● **TASK GOAL**
Which lines of the material below contain the word "Give"? Pull out each of those lines and copy it in full.

● **RECORD EXTRACTS**
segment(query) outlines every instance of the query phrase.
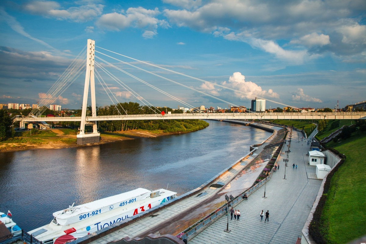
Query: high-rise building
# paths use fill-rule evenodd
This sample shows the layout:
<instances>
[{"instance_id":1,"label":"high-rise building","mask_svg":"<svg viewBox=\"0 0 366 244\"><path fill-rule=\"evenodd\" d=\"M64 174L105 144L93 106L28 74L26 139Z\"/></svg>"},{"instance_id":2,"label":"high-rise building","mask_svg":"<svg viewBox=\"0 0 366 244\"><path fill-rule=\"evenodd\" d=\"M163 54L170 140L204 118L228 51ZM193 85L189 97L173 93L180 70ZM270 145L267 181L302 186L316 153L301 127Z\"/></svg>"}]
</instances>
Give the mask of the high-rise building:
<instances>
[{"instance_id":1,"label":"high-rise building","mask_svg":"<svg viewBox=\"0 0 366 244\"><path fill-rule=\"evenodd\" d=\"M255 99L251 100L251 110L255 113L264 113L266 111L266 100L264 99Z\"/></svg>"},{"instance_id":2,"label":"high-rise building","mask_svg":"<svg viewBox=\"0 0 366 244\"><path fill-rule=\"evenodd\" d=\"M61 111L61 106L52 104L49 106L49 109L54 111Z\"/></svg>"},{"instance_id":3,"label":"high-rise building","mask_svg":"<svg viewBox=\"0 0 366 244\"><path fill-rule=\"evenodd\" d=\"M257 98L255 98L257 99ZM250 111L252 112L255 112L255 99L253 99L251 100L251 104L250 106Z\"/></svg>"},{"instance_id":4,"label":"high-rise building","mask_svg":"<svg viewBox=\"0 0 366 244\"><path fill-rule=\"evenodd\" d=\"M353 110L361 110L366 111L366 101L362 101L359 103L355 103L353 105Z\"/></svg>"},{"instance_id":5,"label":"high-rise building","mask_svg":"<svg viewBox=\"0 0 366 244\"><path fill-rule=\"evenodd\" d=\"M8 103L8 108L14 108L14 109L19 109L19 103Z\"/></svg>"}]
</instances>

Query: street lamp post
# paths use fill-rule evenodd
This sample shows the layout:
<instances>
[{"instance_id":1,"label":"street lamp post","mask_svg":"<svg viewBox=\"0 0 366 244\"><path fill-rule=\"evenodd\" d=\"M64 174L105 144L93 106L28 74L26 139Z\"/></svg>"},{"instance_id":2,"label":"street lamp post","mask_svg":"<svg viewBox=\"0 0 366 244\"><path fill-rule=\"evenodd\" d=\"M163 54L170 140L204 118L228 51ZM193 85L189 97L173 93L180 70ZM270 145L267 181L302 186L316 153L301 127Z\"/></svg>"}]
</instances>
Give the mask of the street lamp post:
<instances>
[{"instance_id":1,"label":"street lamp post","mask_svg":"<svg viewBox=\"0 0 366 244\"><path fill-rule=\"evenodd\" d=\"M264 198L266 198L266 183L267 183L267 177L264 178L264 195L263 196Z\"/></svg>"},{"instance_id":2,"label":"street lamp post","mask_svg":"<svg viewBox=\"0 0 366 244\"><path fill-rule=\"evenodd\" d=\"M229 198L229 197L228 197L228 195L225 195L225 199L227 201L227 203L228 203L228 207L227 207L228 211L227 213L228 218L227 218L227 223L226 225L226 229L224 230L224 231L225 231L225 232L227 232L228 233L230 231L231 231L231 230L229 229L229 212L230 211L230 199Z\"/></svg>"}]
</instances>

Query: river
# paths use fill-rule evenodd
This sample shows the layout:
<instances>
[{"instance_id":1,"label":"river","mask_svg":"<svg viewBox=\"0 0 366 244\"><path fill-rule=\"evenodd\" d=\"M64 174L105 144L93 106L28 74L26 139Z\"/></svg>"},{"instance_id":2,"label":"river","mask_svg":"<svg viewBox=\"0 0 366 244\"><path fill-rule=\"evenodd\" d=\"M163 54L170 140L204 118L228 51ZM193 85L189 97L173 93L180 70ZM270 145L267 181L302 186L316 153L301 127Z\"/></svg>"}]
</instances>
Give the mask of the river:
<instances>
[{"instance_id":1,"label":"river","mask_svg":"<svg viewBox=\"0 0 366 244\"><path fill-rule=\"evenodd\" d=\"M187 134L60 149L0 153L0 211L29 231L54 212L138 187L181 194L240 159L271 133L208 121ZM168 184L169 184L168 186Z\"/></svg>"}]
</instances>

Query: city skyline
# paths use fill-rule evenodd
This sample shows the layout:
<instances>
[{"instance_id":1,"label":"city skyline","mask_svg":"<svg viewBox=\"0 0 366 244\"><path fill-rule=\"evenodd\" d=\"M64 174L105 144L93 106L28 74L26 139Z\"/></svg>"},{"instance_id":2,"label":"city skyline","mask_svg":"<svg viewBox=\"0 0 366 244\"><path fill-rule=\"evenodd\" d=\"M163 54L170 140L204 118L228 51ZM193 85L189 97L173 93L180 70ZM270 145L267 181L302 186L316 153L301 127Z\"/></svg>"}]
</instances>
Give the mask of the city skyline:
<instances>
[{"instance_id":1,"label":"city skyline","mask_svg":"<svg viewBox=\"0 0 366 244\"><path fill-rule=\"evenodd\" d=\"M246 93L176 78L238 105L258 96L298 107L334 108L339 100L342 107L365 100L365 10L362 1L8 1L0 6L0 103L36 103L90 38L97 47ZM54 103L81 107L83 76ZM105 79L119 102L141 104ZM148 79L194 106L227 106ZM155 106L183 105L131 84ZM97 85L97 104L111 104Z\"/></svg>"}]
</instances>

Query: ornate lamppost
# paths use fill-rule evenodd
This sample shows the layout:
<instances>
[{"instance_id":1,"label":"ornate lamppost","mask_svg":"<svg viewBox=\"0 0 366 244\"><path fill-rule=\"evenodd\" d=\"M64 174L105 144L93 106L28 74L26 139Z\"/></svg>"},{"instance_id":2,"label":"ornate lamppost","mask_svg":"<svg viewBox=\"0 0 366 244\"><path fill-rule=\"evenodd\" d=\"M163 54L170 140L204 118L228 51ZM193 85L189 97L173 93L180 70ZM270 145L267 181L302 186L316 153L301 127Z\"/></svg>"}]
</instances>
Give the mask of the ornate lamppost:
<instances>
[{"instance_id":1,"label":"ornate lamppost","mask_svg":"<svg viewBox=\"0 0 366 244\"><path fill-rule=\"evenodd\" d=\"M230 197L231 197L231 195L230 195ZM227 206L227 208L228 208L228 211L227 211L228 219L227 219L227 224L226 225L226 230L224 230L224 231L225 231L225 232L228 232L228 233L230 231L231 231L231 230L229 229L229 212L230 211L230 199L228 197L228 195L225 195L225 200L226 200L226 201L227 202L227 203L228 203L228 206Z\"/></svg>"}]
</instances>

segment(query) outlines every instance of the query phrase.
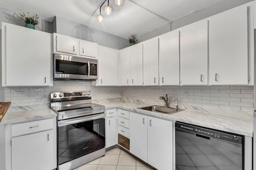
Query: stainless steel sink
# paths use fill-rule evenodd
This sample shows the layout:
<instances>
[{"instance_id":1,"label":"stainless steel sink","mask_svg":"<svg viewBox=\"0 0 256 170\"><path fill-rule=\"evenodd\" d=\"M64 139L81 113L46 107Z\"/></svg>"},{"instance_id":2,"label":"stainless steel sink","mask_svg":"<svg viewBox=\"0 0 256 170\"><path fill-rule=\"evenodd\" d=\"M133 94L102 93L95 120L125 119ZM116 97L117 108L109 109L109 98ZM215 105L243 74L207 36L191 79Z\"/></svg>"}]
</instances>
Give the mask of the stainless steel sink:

● **FINAL RESULT**
Give the mask of the high-rise building:
Give the mask of the street lamp post:
Give the mask of the river:
Give the mask of the city skyline:
Give the mask of the ornate lamppost:
Give the mask of the stainless steel sink:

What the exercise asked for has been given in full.